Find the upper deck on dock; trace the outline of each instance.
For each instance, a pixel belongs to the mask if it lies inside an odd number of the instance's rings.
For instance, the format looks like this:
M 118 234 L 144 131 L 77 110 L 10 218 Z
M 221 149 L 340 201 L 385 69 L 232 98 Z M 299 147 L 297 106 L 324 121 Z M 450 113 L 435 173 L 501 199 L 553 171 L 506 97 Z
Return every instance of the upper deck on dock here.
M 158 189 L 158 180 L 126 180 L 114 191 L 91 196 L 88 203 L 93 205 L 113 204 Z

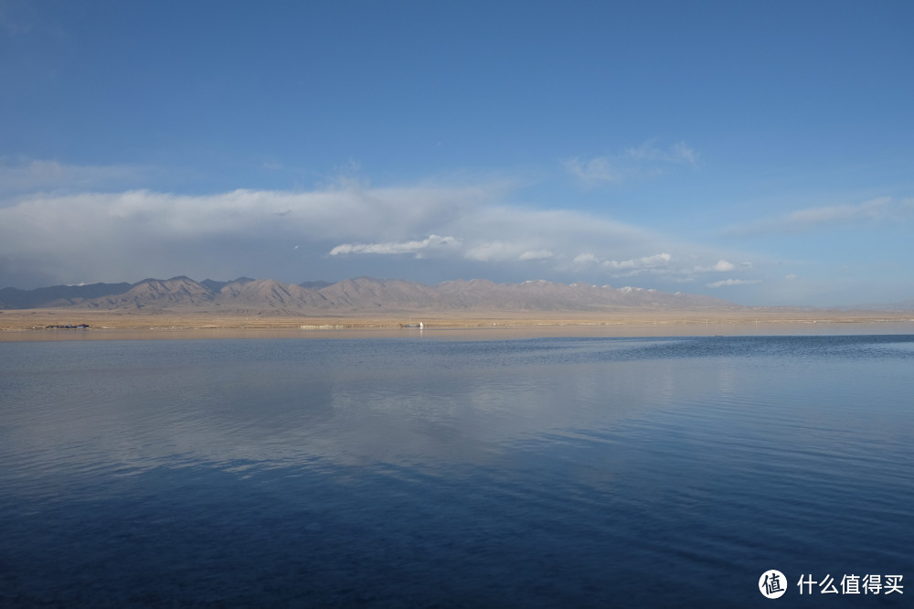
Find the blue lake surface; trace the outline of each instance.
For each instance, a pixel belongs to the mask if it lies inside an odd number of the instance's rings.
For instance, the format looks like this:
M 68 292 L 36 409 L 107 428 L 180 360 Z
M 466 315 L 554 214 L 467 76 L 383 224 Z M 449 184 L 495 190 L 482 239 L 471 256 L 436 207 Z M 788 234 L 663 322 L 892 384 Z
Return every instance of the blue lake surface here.
M 459 337 L 0 343 L 0 604 L 909 606 L 914 337 Z

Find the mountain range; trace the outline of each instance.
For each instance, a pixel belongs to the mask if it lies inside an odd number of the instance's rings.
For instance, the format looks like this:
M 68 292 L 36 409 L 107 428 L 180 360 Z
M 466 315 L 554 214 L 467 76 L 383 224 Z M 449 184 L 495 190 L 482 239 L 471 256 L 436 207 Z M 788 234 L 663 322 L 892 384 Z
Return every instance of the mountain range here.
M 226 314 L 314 315 L 440 312 L 609 312 L 743 308 L 710 296 L 643 288 L 613 288 L 543 280 L 495 283 L 458 280 L 427 285 L 396 279 L 358 277 L 335 283 L 283 283 L 240 277 L 233 281 L 188 277 L 136 283 L 58 285 L 36 290 L 0 289 L 0 309 L 73 307 L 96 310 L 207 311 Z

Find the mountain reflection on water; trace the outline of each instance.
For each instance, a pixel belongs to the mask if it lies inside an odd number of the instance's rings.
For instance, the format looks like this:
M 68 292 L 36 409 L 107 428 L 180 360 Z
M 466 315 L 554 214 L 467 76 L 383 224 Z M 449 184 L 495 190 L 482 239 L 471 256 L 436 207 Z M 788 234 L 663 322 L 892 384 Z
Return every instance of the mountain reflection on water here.
M 745 606 L 765 570 L 792 602 L 914 572 L 910 336 L 0 358 L 0 604 Z

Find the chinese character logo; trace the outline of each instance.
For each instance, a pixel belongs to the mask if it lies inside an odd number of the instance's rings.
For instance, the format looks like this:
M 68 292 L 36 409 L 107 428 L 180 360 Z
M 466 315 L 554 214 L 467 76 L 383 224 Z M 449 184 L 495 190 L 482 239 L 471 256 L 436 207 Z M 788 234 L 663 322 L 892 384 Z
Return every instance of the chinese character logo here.
M 766 571 L 759 578 L 759 592 L 765 598 L 781 598 L 787 592 L 787 578 L 780 571 Z

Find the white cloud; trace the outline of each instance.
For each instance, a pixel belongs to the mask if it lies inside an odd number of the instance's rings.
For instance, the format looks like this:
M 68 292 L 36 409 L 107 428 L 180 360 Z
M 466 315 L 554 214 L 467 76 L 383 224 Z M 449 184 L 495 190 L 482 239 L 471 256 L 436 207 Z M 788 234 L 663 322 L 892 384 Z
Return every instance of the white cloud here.
M 563 163 L 566 171 L 588 187 L 622 182 L 632 177 L 644 177 L 663 173 L 670 165 L 696 166 L 698 153 L 685 142 L 666 148 L 646 142 L 635 148 L 629 148 L 621 155 L 595 156 L 581 159 L 575 156 Z
M 783 216 L 747 225 L 733 226 L 733 235 L 766 232 L 802 232 L 834 226 L 860 226 L 870 222 L 903 222 L 914 219 L 914 199 L 895 200 L 880 197 L 857 204 L 839 204 L 805 208 Z
M 749 266 L 751 266 L 750 264 Z M 714 266 L 696 266 L 693 269 L 694 272 L 729 272 L 737 268 L 737 265 L 733 262 L 728 262 L 726 260 L 718 260 Z
M 430 248 L 438 248 L 456 243 L 453 237 L 429 235 L 420 241 L 402 241 L 399 243 L 343 243 L 330 251 L 331 256 L 344 254 L 402 254 L 418 253 Z
M 531 262 L 553 279 L 650 274 L 677 282 L 691 278 L 696 260 L 722 260 L 602 216 L 500 202 L 508 192 L 503 183 L 350 184 L 309 192 L 20 197 L 0 207 L 0 285 L 21 287 L 18 278 L 32 276 L 44 284 L 176 274 L 302 281 L 407 276 L 420 268 L 437 281 L 522 280 Z
M 653 141 L 645 142 L 637 148 L 629 148 L 625 155 L 637 161 L 654 161 L 696 166 L 698 153 L 685 142 L 674 144 L 666 148 L 658 148 Z
M 624 173 L 616 169 L 606 156 L 597 156 L 590 161 L 581 161 L 575 156 L 565 161 L 564 166 L 569 173 L 588 186 L 621 182 L 625 178 Z
M 536 251 L 525 251 L 517 260 L 547 260 L 555 256 L 548 250 L 537 250 Z
M 752 283 L 760 283 L 761 280 L 759 279 L 724 279 L 719 282 L 713 282 L 711 283 L 707 283 L 707 287 L 718 288 L 725 285 L 751 285 Z
M 622 262 L 615 260 L 607 260 L 602 262 L 603 266 L 610 267 L 611 269 L 653 269 L 657 266 L 662 266 L 666 262 L 673 260 L 673 256 L 668 253 L 660 253 L 654 256 L 644 256 L 643 258 L 637 258 L 634 260 L 625 260 Z

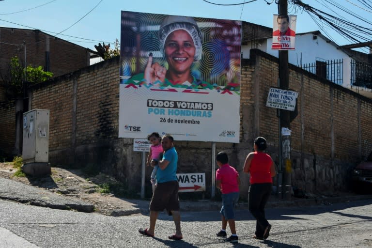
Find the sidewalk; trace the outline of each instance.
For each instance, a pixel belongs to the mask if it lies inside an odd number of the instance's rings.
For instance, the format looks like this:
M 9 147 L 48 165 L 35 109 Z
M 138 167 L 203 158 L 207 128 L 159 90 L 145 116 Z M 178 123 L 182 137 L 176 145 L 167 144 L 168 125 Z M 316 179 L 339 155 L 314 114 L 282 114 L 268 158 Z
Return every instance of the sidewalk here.
M 91 213 L 94 211 L 94 204 L 75 198 L 62 195 L 31 185 L 12 180 L 0 178 L 0 199 L 12 201 L 35 206 L 63 210 Z M 119 208 L 113 209 L 110 215 L 123 216 L 134 214 L 146 214 L 149 212 L 148 200 L 117 199 L 121 201 Z M 330 205 L 333 203 L 362 200 L 372 200 L 372 195 L 347 195 L 336 197 L 319 197 L 310 199 L 294 198 L 291 201 L 278 199 L 272 196 L 267 202 L 267 208 L 301 207 L 316 205 Z M 182 211 L 219 210 L 221 202 L 209 200 L 181 201 Z M 248 202 L 239 202 L 236 208 L 248 209 Z

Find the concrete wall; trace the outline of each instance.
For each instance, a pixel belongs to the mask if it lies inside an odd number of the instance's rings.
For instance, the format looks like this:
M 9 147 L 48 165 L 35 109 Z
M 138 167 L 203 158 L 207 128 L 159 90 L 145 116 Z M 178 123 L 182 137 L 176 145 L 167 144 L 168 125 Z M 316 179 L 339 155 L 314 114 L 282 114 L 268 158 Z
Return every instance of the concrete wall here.
M 267 139 L 268 152 L 279 165 L 277 110 L 265 106 L 269 88 L 277 85 L 278 59 L 258 50 L 250 54 L 242 63 L 240 142 L 216 144 L 216 152 L 228 153 L 240 173 L 243 197 L 249 177 L 243 166 L 256 136 Z M 141 153 L 133 151 L 132 139 L 117 138 L 119 63 L 115 58 L 34 87 L 31 108 L 50 110 L 53 165 L 95 164 L 140 192 Z M 351 168 L 372 150 L 372 101 L 293 65 L 290 88 L 299 93 L 290 127 L 292 185 L 313 193 L 346 190 Z M 178 172 L 205 172 L 210 196 L 212 143 L 175 145 Z

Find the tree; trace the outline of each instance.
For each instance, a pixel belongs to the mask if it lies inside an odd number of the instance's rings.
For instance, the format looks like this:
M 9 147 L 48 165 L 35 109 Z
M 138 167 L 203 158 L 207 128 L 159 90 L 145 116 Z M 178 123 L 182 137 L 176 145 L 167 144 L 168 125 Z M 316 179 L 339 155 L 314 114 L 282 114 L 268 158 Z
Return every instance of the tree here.
M 41 65 L 29 65 L 25 68 L 18 57 L 15 56 L 10 60 L 8 71 L 5 75 L 1 74 L 1 78 L 8 94 L 17 98 L 23 95 L 25 82 L 32 85 L 48 80 L 53 75 L 50 72 L 44 71 Z
M 98 46 L 94 45 L 94 47 L 101 58 L 106 60 L 114 57 L 120 56 L 120 44 L 117 39 L 115 39 L 114 46 L 115 46 L 114 49 L 110 49 L 110 44 L 106 45 L 104 42 L 103 45 L 98 43 Z

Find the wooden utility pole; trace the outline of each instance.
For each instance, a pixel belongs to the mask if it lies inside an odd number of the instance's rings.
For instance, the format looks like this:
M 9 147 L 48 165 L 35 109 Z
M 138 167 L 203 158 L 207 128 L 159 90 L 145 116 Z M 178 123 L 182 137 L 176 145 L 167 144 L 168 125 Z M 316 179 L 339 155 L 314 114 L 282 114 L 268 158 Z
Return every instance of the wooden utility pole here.
M 288 15 L 287 0 L 279 0 L 278 14 Z M 289 87 L 289 72 L 288 70 L 288 51 L 279 50 L 279 85 L 280 89 L 287 90 Z M 290 123 L 290 112 L 288 110 L 279 109 L 280 130 L 283 128 L 289 129 Z M 292 191 L 292 163 L 291 161 L 291 146 L 289 135 L 281 135 L 280 145 L 282 160 L 281 171 L 283 171 L 282 190 L 283 198 L 290 200 Z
===
## EXERCISE GOAL
Reproduce the listing word for word, starting with the line that contains "Find the wooden" and going on through the line that contains "Return every instance of the wooden", both included.

## WRITTEN REPLY
Find the wooden utility pole; trace the outline of each instance.
For each instance, a pixel belongs to the mask if it lies inside an odd number of the instance's rings.
For instance, the format looks like this:
M 9 147 L 48 165 L 35 109 Z
M 138 167 L 203 158 L 207 128 L 159 90 L 145 116 Z M 178 123 L 182 137 L 176 145 L 167 144 L 168 125 Z M 316 179 L 339 155 L 314 114 L 282 114 L 268 158 Z
Return every instance of the wooden utility pole here.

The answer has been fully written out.